* **Document excerpt**:
Some of the solid coconut fat particles were still present in the mixture. To avoid it, gentle heating can be recommended. But you can leave them and they will disappear when the mixture will be heated on the water bath.

  • place the bowl on a pot with simmering water on low heat
  • make sure, that you have some open space between the bowl and the pot for the steam to come out
  • gently heat the mixture with constant stirring with a whisk (I had an impression that stirring with a spoon will not be effective enough)
  • the mixture will lose it thickness at first and become more runny, but will thicken quite fast
  • apply the spoon test, (when the brake in the thick mixture on the back part of the spoon made with a finger stays clear), take the bowl from the heat
  • whisk the crème again and strain through the sifter to take out pieces of vanilla bean and also some small protein pieces, curdled from particular parts of egg whites
  • put the bowl with the crème into a bigger bowl with cold water and give the crème an occasional mix to fasten cooling down process


  • transfer the mixture into a jar, it can be stored 2-4 days refrigerated


For the tasting I had a serving of fresh apples and pears with dark chocolate shavings and walnuts. I want to add that the pears now are just excellent. I have accidentally bought big, very hard and green pears for cooking, but discovered that after 2-3 days they become very juicy, still hard and not mushy, sweet, with abundance of flavour. Their look did not promise their magnificent taste. I usually add some lemon juice to preserve the colour of my fruits. The dish was very light, with delicate taste, and I am not sure that my regular crème Anglaise made with milk would have delivered the same result.

* **Prompt 1**: Write out the part of the crème recipe between "Some of the" and "be effective enough)", inclusive.
* **Prompt 2**:
Answer these questions from the crème recipe:
(a) For how many days can the finished mixture be stored in the refrigerator?
(b) Which two fresh fruits were served at the tasting?
(c) What does the writer usually add to keep the fruit's color?
The records that come after this have nothing to do with the crème recipe.

* **Data excerpts**:
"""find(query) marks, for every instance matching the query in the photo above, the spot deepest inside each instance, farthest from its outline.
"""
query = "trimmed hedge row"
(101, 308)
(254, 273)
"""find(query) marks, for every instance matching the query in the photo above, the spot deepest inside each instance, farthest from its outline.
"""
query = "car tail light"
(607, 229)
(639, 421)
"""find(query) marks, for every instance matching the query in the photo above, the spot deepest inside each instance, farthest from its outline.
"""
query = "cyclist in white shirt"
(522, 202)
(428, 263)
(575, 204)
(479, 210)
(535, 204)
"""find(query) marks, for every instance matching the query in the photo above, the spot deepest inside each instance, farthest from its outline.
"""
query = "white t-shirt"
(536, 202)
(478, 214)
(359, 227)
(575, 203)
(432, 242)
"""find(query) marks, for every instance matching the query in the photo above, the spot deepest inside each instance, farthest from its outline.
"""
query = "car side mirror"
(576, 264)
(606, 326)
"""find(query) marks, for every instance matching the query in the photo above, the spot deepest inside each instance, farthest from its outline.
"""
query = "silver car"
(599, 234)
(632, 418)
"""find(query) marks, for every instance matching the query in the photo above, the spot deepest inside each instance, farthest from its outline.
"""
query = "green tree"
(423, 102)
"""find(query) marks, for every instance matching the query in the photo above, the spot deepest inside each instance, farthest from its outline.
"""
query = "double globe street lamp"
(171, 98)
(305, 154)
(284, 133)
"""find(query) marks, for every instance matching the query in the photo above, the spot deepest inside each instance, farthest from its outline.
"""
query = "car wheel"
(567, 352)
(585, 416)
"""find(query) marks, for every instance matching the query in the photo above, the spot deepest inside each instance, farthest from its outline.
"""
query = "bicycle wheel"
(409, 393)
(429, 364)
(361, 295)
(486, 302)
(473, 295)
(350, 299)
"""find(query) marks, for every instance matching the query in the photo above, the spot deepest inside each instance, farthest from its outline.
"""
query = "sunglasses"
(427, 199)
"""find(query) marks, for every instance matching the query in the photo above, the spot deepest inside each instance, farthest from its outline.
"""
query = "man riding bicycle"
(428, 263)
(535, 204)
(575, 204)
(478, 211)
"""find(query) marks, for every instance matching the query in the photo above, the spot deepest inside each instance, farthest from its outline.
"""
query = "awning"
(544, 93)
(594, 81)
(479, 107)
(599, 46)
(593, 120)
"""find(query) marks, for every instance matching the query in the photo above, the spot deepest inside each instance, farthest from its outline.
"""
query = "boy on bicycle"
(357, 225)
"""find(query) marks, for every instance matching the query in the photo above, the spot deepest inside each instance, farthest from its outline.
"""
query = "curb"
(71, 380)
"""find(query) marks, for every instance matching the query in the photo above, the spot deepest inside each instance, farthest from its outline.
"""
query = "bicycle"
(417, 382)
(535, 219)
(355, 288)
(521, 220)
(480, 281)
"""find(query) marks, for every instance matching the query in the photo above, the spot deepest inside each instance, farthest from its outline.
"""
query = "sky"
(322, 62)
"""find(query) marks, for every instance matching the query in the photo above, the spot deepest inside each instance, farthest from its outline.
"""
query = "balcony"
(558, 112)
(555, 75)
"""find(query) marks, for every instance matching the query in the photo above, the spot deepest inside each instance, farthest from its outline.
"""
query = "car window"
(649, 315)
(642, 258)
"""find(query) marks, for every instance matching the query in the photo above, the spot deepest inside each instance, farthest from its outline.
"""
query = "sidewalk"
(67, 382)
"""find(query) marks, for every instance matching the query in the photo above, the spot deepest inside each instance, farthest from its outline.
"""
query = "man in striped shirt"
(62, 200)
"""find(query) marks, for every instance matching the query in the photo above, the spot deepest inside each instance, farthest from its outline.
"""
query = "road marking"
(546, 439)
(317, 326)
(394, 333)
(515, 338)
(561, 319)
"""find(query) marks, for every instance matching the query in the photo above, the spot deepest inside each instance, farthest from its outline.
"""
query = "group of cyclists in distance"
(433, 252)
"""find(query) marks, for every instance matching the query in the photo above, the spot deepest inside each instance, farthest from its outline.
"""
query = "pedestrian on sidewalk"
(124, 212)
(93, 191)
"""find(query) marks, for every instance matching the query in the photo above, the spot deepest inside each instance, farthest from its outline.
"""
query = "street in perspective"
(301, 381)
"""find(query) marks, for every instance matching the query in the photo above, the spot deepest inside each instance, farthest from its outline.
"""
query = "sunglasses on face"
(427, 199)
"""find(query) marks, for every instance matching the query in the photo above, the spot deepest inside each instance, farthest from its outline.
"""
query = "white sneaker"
---
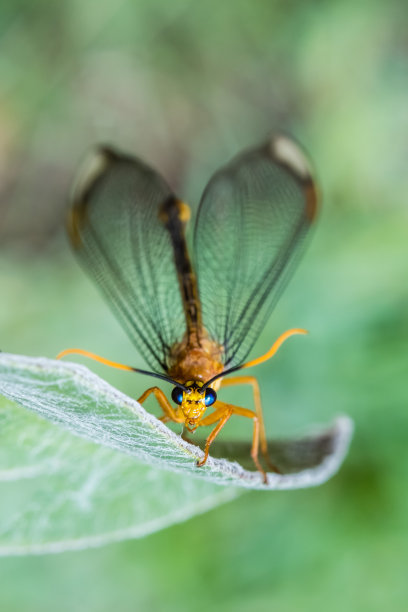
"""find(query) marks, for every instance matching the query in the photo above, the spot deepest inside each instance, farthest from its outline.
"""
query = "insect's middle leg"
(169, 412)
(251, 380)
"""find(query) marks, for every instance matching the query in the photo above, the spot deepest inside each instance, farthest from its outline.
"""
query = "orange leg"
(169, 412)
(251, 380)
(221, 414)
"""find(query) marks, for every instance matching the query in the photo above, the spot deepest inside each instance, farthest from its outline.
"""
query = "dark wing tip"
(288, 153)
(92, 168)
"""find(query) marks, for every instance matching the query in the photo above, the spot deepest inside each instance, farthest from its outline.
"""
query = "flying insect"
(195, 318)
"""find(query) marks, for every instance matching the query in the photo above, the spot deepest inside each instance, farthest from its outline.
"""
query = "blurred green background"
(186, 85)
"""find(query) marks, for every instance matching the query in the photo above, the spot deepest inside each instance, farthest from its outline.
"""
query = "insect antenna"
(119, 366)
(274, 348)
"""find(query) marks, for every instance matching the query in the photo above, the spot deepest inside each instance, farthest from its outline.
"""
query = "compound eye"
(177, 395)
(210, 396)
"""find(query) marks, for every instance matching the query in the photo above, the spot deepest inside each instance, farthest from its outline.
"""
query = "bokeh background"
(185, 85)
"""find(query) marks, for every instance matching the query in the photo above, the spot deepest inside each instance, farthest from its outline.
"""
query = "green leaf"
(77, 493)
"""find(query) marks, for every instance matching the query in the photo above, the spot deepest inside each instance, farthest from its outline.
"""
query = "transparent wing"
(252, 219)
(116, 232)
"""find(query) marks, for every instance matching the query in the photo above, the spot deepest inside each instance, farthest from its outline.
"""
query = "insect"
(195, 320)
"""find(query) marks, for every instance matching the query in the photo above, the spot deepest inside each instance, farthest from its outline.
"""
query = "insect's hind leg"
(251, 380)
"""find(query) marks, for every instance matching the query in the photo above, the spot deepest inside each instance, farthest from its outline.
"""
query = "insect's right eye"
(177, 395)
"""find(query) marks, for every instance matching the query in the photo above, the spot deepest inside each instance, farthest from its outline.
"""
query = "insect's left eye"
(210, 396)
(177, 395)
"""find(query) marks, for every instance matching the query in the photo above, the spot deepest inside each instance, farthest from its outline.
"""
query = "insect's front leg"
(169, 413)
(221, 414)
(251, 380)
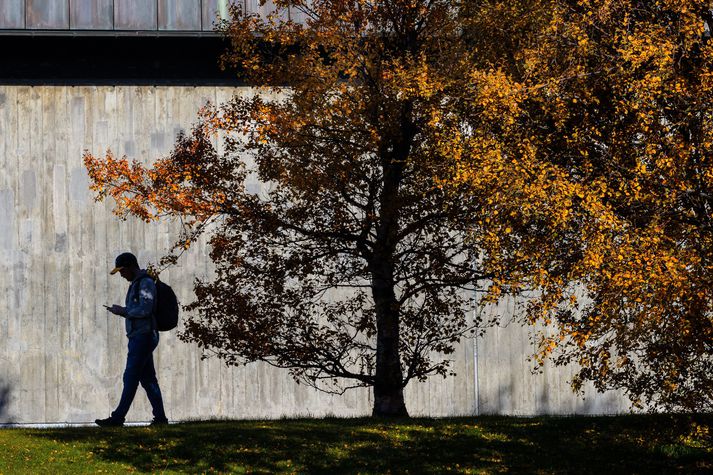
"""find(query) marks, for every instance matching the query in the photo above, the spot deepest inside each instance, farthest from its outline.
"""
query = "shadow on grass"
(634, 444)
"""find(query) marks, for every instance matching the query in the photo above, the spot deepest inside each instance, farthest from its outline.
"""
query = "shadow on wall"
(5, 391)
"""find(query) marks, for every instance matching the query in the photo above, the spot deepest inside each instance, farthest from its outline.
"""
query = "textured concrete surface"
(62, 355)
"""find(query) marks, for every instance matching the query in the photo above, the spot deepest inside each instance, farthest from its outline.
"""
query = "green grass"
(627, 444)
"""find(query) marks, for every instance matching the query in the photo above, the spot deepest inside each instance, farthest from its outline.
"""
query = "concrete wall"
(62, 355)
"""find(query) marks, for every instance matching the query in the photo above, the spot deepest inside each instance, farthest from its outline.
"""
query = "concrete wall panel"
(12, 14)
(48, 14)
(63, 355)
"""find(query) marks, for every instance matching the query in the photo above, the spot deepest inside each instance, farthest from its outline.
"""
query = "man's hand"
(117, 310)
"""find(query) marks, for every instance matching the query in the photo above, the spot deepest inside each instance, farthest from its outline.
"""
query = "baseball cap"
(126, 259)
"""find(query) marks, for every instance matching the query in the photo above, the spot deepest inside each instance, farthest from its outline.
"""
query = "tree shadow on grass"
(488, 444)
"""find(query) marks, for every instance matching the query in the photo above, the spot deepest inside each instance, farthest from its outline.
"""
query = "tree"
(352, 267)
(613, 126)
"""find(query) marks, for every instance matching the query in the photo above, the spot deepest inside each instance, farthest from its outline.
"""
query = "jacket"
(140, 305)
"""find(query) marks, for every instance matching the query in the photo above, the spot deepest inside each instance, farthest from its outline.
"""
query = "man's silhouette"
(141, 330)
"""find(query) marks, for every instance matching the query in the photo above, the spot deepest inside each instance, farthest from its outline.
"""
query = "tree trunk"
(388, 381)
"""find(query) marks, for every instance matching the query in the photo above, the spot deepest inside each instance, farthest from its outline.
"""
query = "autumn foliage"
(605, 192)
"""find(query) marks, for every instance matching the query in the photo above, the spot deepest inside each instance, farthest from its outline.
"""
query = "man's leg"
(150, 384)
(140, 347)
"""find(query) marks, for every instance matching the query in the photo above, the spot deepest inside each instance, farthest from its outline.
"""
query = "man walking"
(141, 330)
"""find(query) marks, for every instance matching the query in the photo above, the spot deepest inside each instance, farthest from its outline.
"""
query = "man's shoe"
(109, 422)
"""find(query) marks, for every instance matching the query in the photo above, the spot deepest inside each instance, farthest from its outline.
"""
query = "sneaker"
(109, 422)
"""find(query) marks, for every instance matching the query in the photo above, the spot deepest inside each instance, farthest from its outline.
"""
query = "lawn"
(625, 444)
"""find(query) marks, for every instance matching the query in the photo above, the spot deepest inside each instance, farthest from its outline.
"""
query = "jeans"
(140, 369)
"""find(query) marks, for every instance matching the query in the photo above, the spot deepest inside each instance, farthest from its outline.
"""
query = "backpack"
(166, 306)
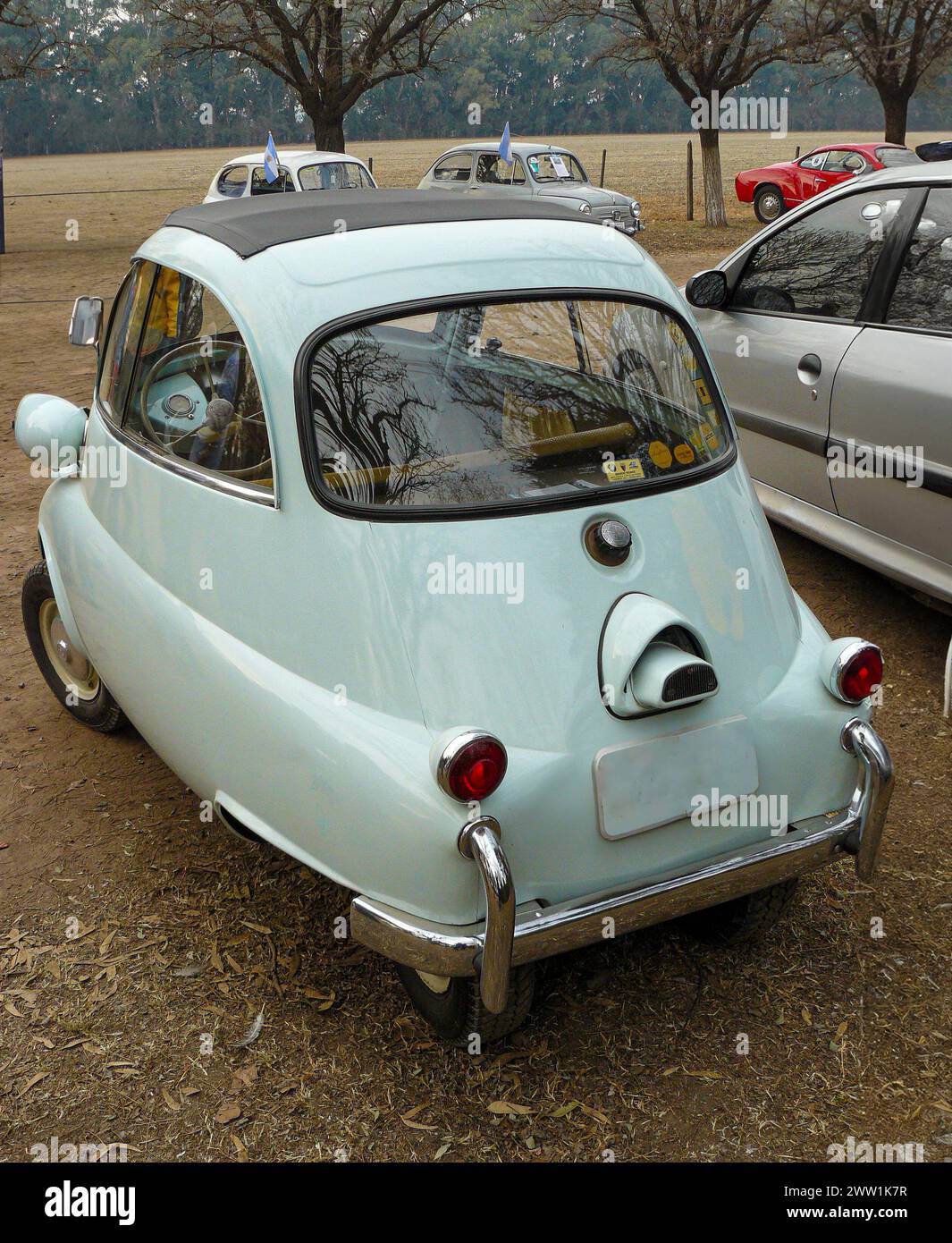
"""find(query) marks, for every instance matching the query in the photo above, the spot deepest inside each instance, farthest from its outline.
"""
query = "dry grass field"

* **Answer section 1**:
Some of the solid coconut fat particles were still present in the mixture. To avoid it, gentle heating can be recommended. But you can leave them and they will disappear when the mixture will be heated on the water bath.

  • place the bowl on a pot with simmering water on low heat
  • make sure, that you have some open space between the bowl and the pot for the steam to come out
  • gently heat the mixture with constant stirring with a whisk (I had an impression that stirring with a spoon will not be effective enough)

* **Answer section 2**:
(a) 2-4 days
(b) Apples and pears
(c) Lemon juice